» PROBLEM DETAILS:
Render all of the material below as a two-column CSV with the headers input and output. Give one row for each item, with its text and its answer each in a single quoted field and line breaks replaced by spaces.

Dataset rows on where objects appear

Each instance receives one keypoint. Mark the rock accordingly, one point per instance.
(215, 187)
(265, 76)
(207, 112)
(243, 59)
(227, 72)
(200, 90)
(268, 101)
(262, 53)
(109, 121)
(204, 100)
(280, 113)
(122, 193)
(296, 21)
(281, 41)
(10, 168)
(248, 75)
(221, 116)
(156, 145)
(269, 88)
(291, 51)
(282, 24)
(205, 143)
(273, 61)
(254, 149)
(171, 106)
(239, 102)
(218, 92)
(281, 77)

» RIGHT ANSWER:
input,output
"Each instance receives one keypoint. Mark the rock accordingly, one point per instance.","(215, 187) (265, 76) (207, 112) (243, 59) (227, 72) (200, 90) (268, 101) (262, 53) (109, 121) (204, 100) (280, 113) (122, 193) (296, 21) (281, 41) (10, 168) (248, 75) (221, 116) (156, 145) (269, 88) (291, 51) (282, 24) (205, 143) (273, 61) (254, 149) (171, 106) (239, 102) (218, 92) (281, 77)"